Trecho ->
· · · · · · ·
Título: Brasil, terra de terremotos também
Autor: Evanildo da Silveira
Fonte: O Estado de São Paulo, 06/03/2005, Vida, p. A29

Muita gente acredita que eles não ocorrem aqui, mas todo ano são registrados cerca de 90; pesquisa da USP explica o porquê O terremoto do dia 8 de fevereiro na região central do Estado do Amazonas é apenas o mais recente registrado no Brasil. Embora muita gente acredite que não ocorram no País, todos os anos são registrados cerca de 90. Até há pouco, a explicação para eles eram rachaduras na placa tectônica na qual o Brasil está assentado. Agora, no entanto, uma pesquisa da Universidade de São Paulo (USP) foi um pouco mais fundo na explicação. Os sismos estariam relacionados à espessura da litosfera, a camada de rochas rígida mais externa da Terra. Para entender a ocorrência de terremotos é preciso ter em mente que o planeta não é uma bola de rocha compacta. Na verdade, é composto de três camadas principais, como uma cebola. A mais externa é a crosta, que tem em média 35 quilômetros de espessura. Abaixo dela vem o manto, que representa 80% do volume da Terra, é formado por rochas maleáveis, parcialmente fundidas, e vai até 2.900 quilômetros de profundidade. Por fim, encontra-se o núcleo, que tem um terço da massa do planeta e compõe-se basicamente de ferro e níquel líquido, com um caroço sólido.

A crosta e a parte superior e rígida do manto formam a litosfera, camada que suporta os continentes e oceanos. Ela não é inteiriça, no entanto. Forma-se por um mosaico de enormes placas, chamadas tectônicas, que se encaixam como em um quebra-cabeças. Elas não são fixas e flutuam, por assim dizer, no manto semifundido, levando os continentes. Nesse flutuar, uma roça ou penetra por baixo ou se acavala em outra. Esse choques deformam suas bordas e liberam enormes quantidades de energia, que chegam à superfície em forma de terremotos. Por isso, eles são mais comuns nas regiões onde as placas se ligam.

Os tremores também ocorrem, entretanto, no interior das placas, só que com menos freqüência e menor intensidade. É o que acontece no Brasil. O País está assentado na parte continental da placa sul-americana, que sustenta toda a América do Sul e parte do Oceano Atlântico. Essa placa sofre pressões da de Nazca, a oeste, que suporta o fundo do Oceano Pacífico e gera os sismos comuns nos Andes, da placa do Caribe ao norte e da cadeia de montanhas submarina meso-atlântica, a leste, em contínua expansão.

TOMOGRAFIA

Essas pressões geram tensões, que se acumulam e de tempos em tempos acabam liberadas em forma de terremoto. O que o geofísico Marcelo Assumpção, do Instituto de Astronomia, Geofísica e Ciências Atmosféricas (IAG) da USP, descobriu, depois de 12 anos de pesquisas, é por que os sismos são mais comuns em algumas regiões do Brasil.
· · · · · · ·
Material fornecido ->
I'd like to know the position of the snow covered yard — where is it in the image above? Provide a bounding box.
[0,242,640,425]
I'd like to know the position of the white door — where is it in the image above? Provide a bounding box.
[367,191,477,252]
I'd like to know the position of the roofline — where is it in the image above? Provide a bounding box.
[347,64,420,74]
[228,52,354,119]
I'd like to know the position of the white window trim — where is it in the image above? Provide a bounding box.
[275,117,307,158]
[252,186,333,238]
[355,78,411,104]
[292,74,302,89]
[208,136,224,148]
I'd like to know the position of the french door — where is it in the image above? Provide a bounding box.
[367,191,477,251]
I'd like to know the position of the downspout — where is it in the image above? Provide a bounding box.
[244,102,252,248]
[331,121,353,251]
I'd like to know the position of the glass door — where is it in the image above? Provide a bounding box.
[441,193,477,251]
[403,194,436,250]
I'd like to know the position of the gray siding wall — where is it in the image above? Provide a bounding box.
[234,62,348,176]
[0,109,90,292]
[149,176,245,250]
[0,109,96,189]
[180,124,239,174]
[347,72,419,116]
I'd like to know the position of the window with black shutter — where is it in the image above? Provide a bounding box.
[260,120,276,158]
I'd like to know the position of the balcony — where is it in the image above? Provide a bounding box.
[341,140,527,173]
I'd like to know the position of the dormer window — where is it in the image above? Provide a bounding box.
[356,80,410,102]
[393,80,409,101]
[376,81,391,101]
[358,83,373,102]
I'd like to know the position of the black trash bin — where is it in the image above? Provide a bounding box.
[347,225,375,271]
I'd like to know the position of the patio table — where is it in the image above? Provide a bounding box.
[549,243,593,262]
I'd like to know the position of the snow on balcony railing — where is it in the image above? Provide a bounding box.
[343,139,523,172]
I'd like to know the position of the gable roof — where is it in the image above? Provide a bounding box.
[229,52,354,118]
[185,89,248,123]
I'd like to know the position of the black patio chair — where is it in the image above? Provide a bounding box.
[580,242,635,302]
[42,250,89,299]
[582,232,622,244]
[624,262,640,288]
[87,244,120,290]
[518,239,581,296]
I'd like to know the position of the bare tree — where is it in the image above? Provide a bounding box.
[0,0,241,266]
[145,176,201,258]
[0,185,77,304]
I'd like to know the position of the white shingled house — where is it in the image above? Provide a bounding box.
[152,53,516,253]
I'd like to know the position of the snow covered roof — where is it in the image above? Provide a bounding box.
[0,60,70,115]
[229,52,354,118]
· · · · · · ·
Tarefas ->
**A.** Com base no trecho sobre terremotos no Brasil, diga se cada afirmação concorda com ele, respondendo sim ou não e citando literalmente as palavras que decidem: (i) no Brasil são registrados cerca de 90 terremotos por ano; (ii) o manto corresponde a metade do volume da Terra; (iii) os tremores no interior das placas são mais frequentes que nas regiões onde as placas se ligam.
**B.** Nos registros, redimensione o trecho que começa na linha que contém "I'd like to know the position of the dormer" e termina na linha que contém "[549,243,593,262]", incluindo as duas. Reescreva todas as linhas desse trecho e apenas elas, multiplicando por 1,25 cada coordenada entre colchetes e arredondando para números inteiros, com as metades arredondadas para cima.

Respostas ->
**A.**
(i) Sim: "todos os anos são registrados cerca de 90".
(ii) Não: "representa 80% do volume da Terra".
(iii) Não: "só que com menos freqüência e menor intensidade".

**B.**
I'd like to know the position of the dormer window — where is it in the image above? Provide a bounding box.
[445,100,513,128]
[491,100,511,126]
[470,101,489,126]
[448,104,466,128]
I'd like to know the position of the black trash bin — where is it in the image above? Provide a bounding box.
[434,281,469,339]
I'd like to know the position of the patio table — where is it in the image above? Provide a bounding box.
[686,304,741,328]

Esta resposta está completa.